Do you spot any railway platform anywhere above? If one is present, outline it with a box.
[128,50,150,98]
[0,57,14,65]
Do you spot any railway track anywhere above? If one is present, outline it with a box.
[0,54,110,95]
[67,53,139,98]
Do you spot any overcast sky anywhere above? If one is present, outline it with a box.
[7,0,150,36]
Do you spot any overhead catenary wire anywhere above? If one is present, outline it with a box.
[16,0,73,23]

--

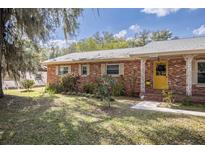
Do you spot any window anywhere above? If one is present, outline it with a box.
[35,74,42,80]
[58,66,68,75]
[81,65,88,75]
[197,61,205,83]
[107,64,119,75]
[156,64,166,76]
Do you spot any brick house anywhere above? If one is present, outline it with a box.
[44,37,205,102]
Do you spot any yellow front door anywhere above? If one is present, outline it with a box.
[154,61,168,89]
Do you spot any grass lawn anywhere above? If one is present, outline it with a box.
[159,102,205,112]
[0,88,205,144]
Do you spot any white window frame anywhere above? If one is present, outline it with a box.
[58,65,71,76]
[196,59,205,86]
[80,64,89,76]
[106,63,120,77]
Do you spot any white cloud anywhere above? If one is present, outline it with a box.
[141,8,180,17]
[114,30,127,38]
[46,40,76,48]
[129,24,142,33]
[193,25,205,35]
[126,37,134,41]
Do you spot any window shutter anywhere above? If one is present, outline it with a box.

---

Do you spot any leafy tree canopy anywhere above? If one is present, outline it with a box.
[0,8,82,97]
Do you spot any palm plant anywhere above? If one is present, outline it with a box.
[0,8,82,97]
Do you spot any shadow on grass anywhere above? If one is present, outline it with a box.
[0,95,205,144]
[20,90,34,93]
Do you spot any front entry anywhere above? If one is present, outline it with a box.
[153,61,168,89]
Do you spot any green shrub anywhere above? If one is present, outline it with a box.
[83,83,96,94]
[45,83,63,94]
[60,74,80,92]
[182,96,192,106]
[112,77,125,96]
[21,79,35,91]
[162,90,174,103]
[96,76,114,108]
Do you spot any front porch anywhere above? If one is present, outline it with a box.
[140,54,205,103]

• Your task: Duplicate the records in the stretch from the line containing "Do you spot any green" through the line containing "[140,54,205,103]", reproducing each line without alteration.

• Task response:
Do you spot any green shrub anywhere above? If one is present, outline it with a box.
[83,83,96,94]
[45,83,63,94]
[60,74,80,92]
[182,96,192,106]
[112,77,125,96]
[21,79,35,91]
[162,90,174,103]
[96,76,114,108]
Do you spot any front porch anywhere above? If one is present, outline it with a box.
[140,54,205,103]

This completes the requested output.